What is expected
Produce an exact copy of the first line of the data below and each line after it, please, up to and including the one with "left=776, top=243, right=1129, bottom=787".

Input records
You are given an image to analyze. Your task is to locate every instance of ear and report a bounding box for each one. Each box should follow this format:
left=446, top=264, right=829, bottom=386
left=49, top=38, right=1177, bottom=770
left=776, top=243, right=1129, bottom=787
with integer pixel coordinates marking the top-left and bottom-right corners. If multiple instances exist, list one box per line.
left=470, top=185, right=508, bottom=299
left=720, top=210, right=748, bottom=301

Answer box
You are given an image to analyze. Your task is to locate every instance of ear and report a bounding box for each one. Each box should follow this format:
left=446, top=264, right=829, bottom=386
left=49, top=38, right=1177, bottom=770
left=776, top=243, right=1129, bottom=787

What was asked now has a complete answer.